### TEXT TO READ
══════════

As a loanword, Sahib has passed into several languages, including Persian, Kurdish, Turkish, Azerbaijani, Kazakh, Uzbek, Turkmen, Tajik, Crimean Tatar,[1] Urdu, Hindi, Punjabi, Pashto, Bengali, Gujarati, Marathi, Rohingya and Somali. During medieval times, it was used as a term of address, either as an official title or an honorific. Now, in South and Central Asia, it is almost exclusively used to give respect to someone higher or lower. For example, drivers are commonly addressed as sahib in South Asia and so on. The honorific has largely been replaced with sir. Some shorten sahib to saab.

Derived non-ruling princes' titles[edit]


Sahibzada is a princely style or title equivalent to, or referring to a young prince.[2] This derivation using the Persian suffix -zada(h), literally 'born from' (or further male/female descendant; compare Shahzada) a Sahib, was also (part of) the formal style for some princes of the blood of Hindu and Muslim dynasties in the Indian sub-continent, e.g.:

  • Babu Saheb is a colloquial term used to denote the rajput kshatriyas (warrior sons of a king) in some parts
  • The sons of a ruling Nawab of Arcot (the head of the family; political pensioners, the only princely title still recognized by the Indian Republic) are styled: Sahibzada (personal name) Khan Bahadur, 'not' Nawabzada (literally 'son of the Nawab').
  • The sons of Guru Gobind Singh are known as Sahibzaadey
  • In Bahawalpur, Pakistan, the younger sons of the ruling Nawab/Amir are styled: Sahibzada (personal name) Khan Abassi; but the Heir Apparent: Nawabzada (personal name) Khan Abassi, Wali Ahad Bahadur.
  • In Mandi Bahauddin, Punjab, Pakistan, the sons of a Zaildar are addressed as Sahibzada.
  • In Baoni, the younger sons and other male descendants of the ruling Nawab, in the male line, were styled Sahibzada (personal name) Khan Bahadur, while the Heir Apparent was: Nawabzada (personal name) Khan, Wali Ahad Bahadur; either could be personally promoted to Nawab.

══════════

### SUPPLIED MATERIAL
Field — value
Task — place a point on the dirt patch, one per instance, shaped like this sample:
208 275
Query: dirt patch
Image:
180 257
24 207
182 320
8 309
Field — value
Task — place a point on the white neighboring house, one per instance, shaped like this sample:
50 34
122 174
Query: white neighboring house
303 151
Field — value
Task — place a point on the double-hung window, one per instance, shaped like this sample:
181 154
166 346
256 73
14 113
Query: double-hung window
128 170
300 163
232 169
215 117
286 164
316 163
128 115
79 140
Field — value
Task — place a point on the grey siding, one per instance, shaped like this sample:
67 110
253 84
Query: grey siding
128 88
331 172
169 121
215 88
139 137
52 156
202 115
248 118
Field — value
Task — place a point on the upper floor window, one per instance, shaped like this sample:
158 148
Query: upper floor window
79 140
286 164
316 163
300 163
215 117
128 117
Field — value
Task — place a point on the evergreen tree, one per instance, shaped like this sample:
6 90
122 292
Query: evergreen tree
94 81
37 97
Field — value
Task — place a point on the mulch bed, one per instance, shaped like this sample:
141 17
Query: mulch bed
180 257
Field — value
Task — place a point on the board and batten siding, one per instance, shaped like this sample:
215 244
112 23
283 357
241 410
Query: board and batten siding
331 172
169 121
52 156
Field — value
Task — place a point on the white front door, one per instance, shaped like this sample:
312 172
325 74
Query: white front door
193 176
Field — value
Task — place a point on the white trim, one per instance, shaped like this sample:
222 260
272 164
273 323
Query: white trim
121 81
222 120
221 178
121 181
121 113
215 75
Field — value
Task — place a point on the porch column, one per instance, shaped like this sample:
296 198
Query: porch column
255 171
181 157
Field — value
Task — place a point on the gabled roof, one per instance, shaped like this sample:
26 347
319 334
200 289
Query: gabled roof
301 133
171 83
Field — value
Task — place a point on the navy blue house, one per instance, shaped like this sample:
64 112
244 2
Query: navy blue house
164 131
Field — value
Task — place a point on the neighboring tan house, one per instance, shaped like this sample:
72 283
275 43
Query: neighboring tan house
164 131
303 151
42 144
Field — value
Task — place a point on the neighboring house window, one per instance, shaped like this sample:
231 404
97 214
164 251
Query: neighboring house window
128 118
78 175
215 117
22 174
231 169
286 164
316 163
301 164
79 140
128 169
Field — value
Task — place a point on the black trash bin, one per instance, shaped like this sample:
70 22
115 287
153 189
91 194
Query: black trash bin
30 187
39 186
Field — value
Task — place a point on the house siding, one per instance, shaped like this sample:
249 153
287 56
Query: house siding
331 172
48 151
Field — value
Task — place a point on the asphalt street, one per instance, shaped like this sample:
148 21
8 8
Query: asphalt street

══════════

### EXERCISE TASKS
a) Count the lines in the records that contain the word "front", and give only the number.
b) Proceed with the text on the title Sahib, starting right after its last sentence.
The text about the title Sahib has no connection to the records.

### TASK RESULTS
a) 2

b)
  • In Bhopal, the grandsons of the ruling Nawab were styled: Sahibzada (personal name) Khan, while the Heir Apparent was the Wali Ahad Bahadur, the younger sons: Nawab (personal name) Khan Bahadur.
  • In Jaora, more distant male relatives of the ruling Nawab then the sons (who were Nawabzada) were styled: Sahibzada (personal name) Khan.
  • In Khudadad, Tippu Sultan's grandsons and other male descendants of the sovereign Padshah bahadur were styled: Sahibzada (personal name), until in 1860 the colonial (British) Indian Government extended to them the existing style for sons of the ruling Nawab: Shahzada (personal name) Sahib.
  • In Malerkotla, where the Heir Apparent was Nawabzada (personal name) Khan Bahadur, the younger sons of the ruling Nawab were styled: Sahibzada (personal name) Khan Bahadur.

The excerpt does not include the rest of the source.